▸ Текст:
В Ангальте, где встретились два обманщика для создания маскарадной пары — дяди и племянницы, д’Эон и Дуглас были благосклонно приняты фешенебельным обществом, их просили даже продлить свой визит. Пришлось сослаться на нездоровье, чтобы ускорить отъезд агентов Людовика в Петербург.
Прибыв, наконец, в столицу Елизаветы, путешественники остановились в доме Матаэля, француза, занимавшегося не без выгоды международными банкирскими операциями. Никто не допрашивал прелестную «Лию»; но когда к Дугласу приставали с докучными расспросами, с ним делался сильный припадок, он кашлял, а затем начинал распространяться о том, что врач предписал ему пожить некоторое время в холодном климате.
В России было довольно холодно, однако не для мадемуазель Лии; зато ее сообщник мало успевал; агенты Бестужева-Рюмина препятствовали этому французскому дворянину слабого здоровья, питавшему явный интерес к торговле мехами. Дуглас носил с собой красивую черепаховую табакерку, с которой не расставался. Под фальшивым дном этой табакерки были спрятаны инструкции французского агента и тайный шифр для его личных донесений. Но Дуглас еще не пользовался им, так как нечего было сообщать, пока «племяннице» не удалось увидеться с Воронцовым и найти вице-канцлера столь расположенным к Франции, как это предсказывали информаторы короля Людовика. Воронцов и представил прелестную «Лию» царице Елизавете.
Елизавета любила лесть, молодежь и удовольствия. И мадемуазель де-Бомон оправдала возлагавшиеся на нее ожидания; она представляла французскую молодежь, иноземную веселость; это был ароматный цветок, непостижимым образом занесенный на север из садов короля, царствование которого уже прославилось адюльтером, побив в этом отношении рекорды Франциска I, Генриха IV и Людовика XIV.
Елизавета слышала о знаменитом Оленьем парке, первом мастерски организованном и систематически пополнявшемся гареме, каким когда-либо располагал король-католик. А тут еще эта невинная, прелестная племянница шевалье Дугласа, так достойно украшавшая собой петербургский двор.

▸ Исходные данные:

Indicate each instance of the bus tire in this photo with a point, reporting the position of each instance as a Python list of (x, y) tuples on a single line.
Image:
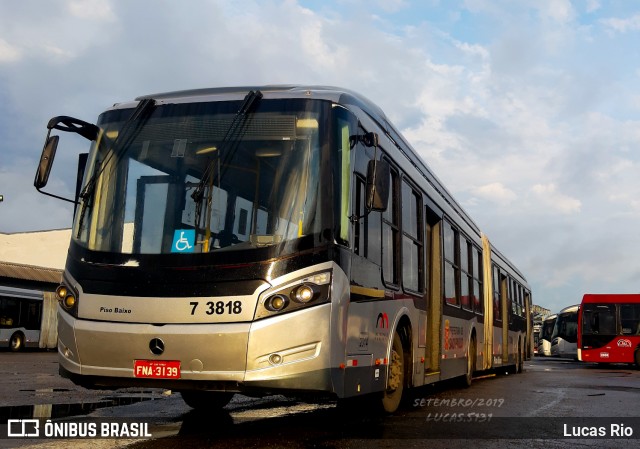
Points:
[(467, 379), (16, 343), (392, 396), (206, 400)]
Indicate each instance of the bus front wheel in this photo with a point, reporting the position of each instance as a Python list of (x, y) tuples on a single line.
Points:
[(16, 343)]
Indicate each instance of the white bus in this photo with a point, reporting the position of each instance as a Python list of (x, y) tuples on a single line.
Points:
[(546, 333), (27, 319), (564, 341), (274, 239)]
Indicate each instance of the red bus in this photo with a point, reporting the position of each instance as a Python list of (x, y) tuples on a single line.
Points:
[(609, 329)]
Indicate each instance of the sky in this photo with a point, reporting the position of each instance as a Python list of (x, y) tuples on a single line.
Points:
[(528, 111)]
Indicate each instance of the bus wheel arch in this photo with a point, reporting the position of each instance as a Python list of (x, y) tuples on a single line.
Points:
[(399, 368), (16, 342)]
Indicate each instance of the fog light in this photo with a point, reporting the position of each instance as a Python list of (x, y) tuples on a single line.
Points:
[(304, 294), (69, 301)]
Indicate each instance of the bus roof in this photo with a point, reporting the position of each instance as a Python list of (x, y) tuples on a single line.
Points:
[(570, 309), (591, 298)]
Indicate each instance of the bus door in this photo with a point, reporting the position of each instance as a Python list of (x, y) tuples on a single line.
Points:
[(434, 295), (507, 317)]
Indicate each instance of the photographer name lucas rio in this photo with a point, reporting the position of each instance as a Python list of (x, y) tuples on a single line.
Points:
[(610, 431)]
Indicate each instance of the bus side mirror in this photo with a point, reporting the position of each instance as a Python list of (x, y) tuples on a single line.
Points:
[(378, 175), (67, 124), (46, 161)]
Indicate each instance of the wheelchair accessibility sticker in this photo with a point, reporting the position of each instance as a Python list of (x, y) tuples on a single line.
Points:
[(183, 241)]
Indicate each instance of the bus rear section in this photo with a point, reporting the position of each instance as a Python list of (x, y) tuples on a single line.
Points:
[(27, 319), (609, 329), (565, 333), (546, 334)]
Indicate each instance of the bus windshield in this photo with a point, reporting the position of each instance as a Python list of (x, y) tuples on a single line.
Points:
[(599, 319), (193, 178)]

▸ Условие задания:
Напишите продолжение текста о д’Эоне и Дугласе при дворе Елизаветы, начиная сразу после его последнего предложения. Записи здесь никакой роли не играют.

▸ Результат выполнения:
Благодаря своему неподражаемому маскараду д’Эон в одни сутки стал могущественной «фавориткой» и был назначен «фрейлиной», а затем и «чтицей» к престарелой императрице. Можно наверняка сказать, что первой книгой, которую «Лия» предложила Елизавете, был ее собственный драгоценный экземпляр Духа законов.
Вскоре британский посол Вильяме доносил лорду Холдернесу в Лондон: С сожалением должен уведомить, что канцлер (Бестужев-Рюмин) находит невозможным побудить ее величество подписать договор, которого мы так горячо желаем..
Пришло время, когда молодой д’Эон, блестяще выполнив несколько важных дипломатических поручений короля Людовика, был официально отозван в Париж.
Французский король оказался весьма признательным: Д’Эо-ну публично пожаловали годовой доход в 3 000 ливров, его часто назначали дипломатическим представителем. Его посылали и в Россию, и в другие страны, где требовался человек, умеющий разрешать запутанные вопросы. Иногда очаровательной Лии де-Бомон опять приходилось пудриться, душиться, завиваться и наряжаться к вящей славе французской дипломатии. Но когда Франция вступила в войну, молодой авантюрист настойчиво пожелал занять свое место в армии. Он был сделан адъютантом герцога де Брольи, который в качестве начальника королевской секретной службы предпочитал пользоваться его помощью лишь для шпионажа и интриг; но д’Эон отличился, говорят, в одном сражении, доставив обоз со снарядами в критический момент под сильным огнем неприятельских полевых орудий.
В конце концов, он был аккредитован в Лондон как дипломат и на этом новом поприще имел необычайный успех.